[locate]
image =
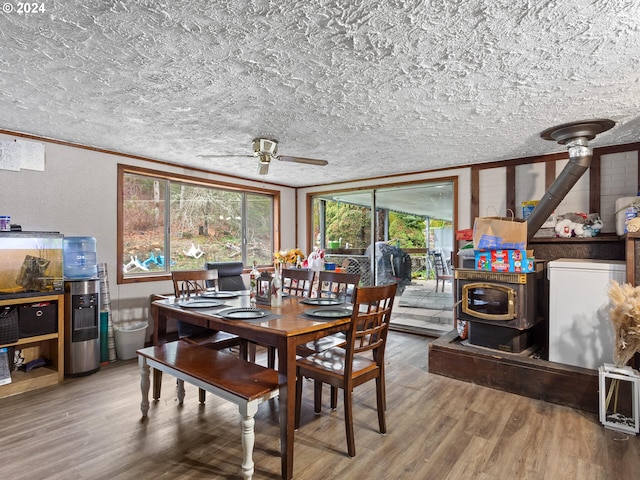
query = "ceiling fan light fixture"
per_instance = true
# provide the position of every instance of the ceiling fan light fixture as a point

> **PROBLEM REQUIREMENTS**: From the records, copy out each line that includes the string "fixture".

> **ANSWER AREA**:
query = "ceiling fan light fixture"
# provide the position of every instance of the ceiling fan light fixture as a point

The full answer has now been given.